Request: How many lines in the rows below contain the word "wall"? Reply with the number alone.
[start Records for processing]
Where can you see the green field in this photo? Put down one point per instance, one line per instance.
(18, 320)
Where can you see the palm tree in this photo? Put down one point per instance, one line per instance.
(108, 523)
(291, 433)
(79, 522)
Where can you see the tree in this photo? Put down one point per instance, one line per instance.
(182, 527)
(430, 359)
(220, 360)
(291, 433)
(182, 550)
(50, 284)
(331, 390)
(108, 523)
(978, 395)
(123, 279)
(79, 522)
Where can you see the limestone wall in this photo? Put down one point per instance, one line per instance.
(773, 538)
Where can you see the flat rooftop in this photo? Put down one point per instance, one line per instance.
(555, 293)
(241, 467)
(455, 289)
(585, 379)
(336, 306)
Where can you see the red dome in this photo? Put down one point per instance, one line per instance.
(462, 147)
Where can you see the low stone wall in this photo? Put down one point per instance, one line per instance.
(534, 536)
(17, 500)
[end Records for processing]
[start Records for processing]
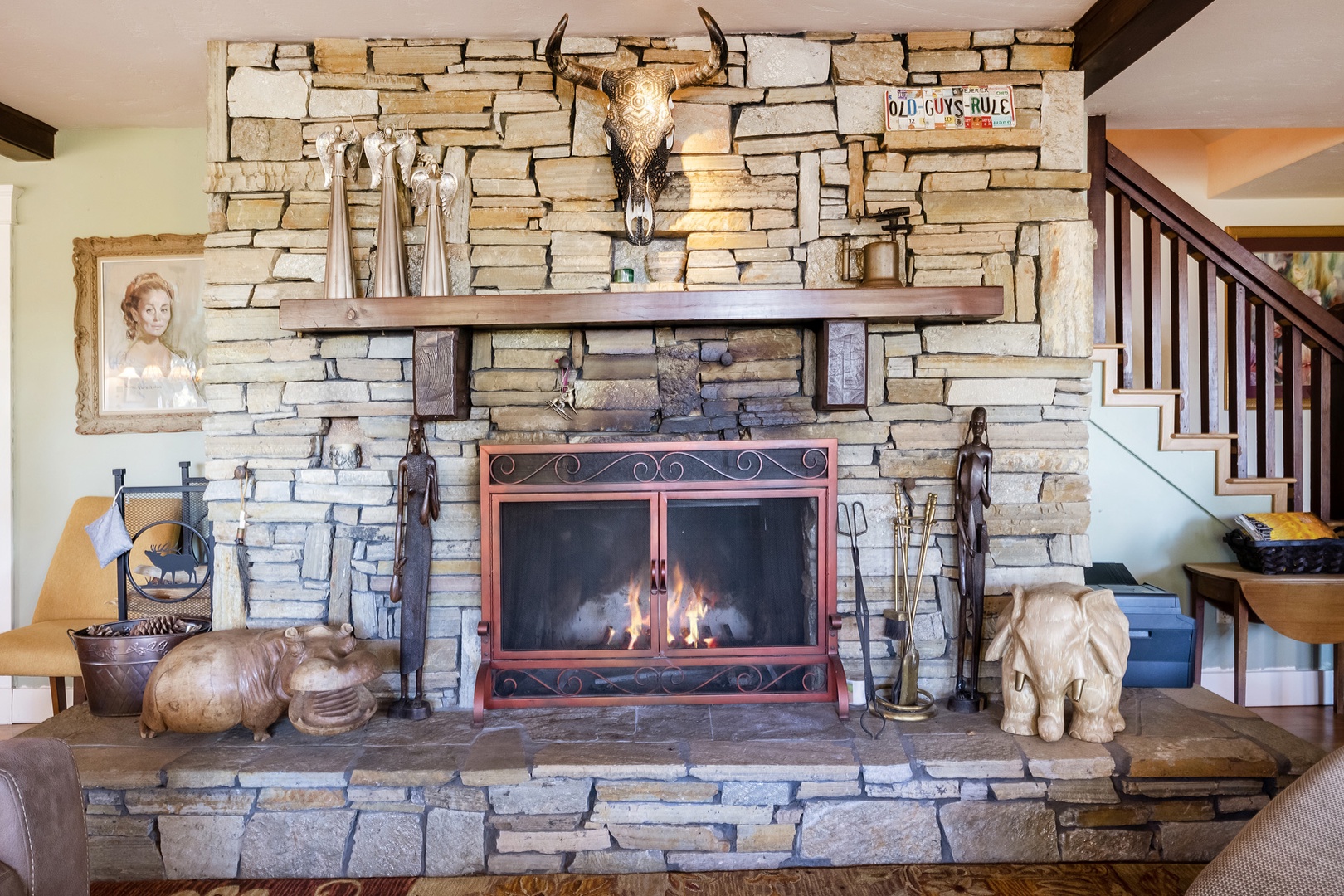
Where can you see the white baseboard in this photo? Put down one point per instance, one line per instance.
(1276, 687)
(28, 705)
[end Records for processing]
[start Records for processing]
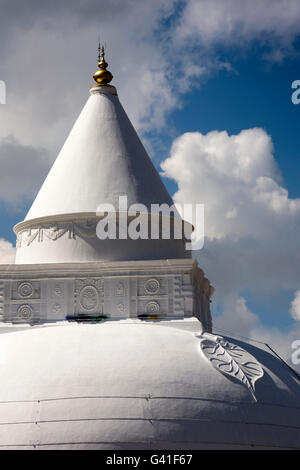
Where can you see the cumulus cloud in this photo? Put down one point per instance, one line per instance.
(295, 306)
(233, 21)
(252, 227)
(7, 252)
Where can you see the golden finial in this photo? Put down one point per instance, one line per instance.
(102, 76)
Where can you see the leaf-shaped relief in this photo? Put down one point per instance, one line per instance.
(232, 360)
[end Records for processing]
Result below: 2